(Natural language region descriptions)
···

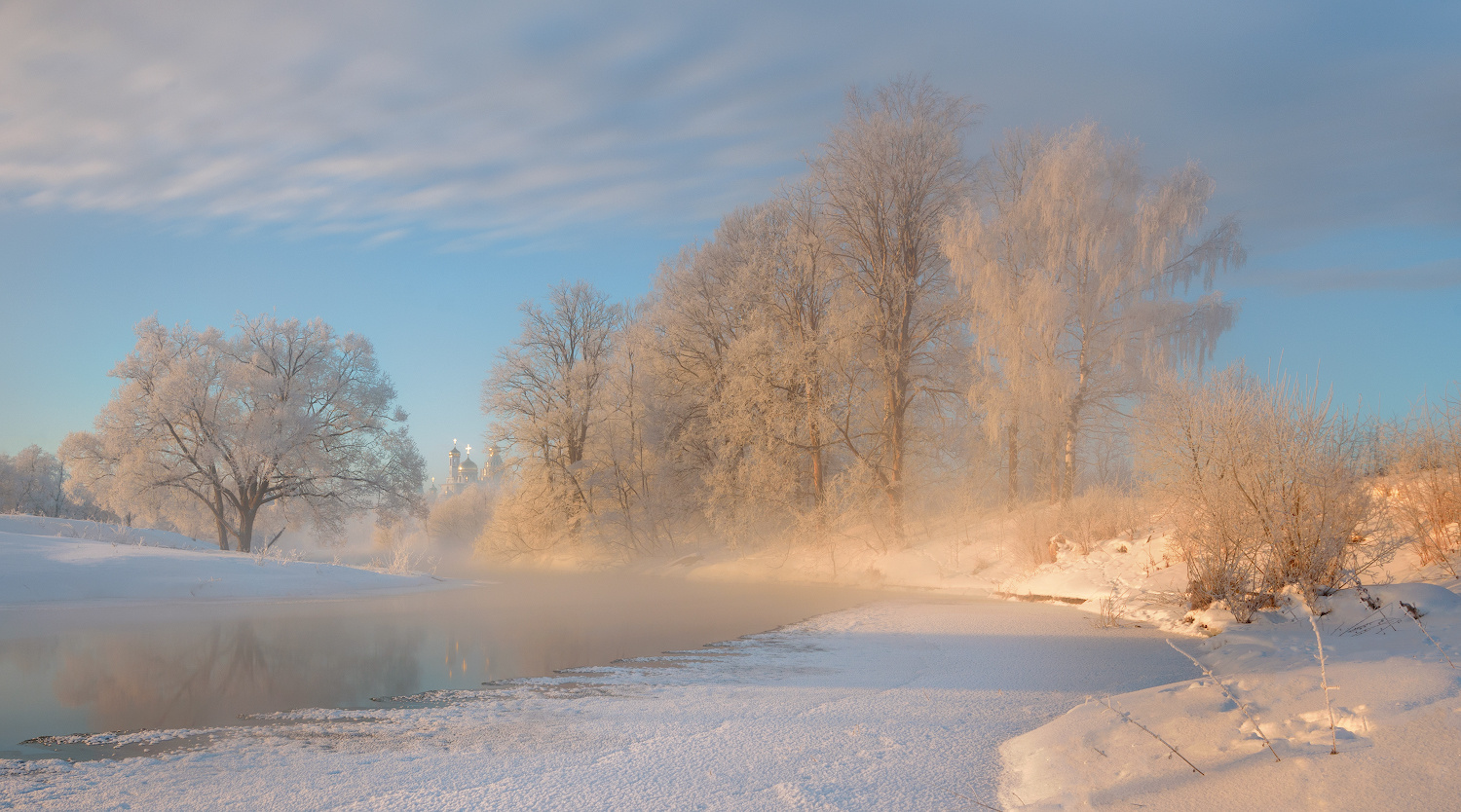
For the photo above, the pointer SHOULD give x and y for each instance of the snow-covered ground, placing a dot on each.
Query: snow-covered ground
(896, 706)
(1396, 713)
(906, 704)
(52, 561)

···

Repeat each entry above exactly, passing over any images.

## The answer
For the photo above, the pointer SHOULD give x and y for each instance of the snow-covered ground, placing a dot on each.
Query: snow-covered ground
(896, 706)
(1396, 713)
(906, 704)
(52, 561)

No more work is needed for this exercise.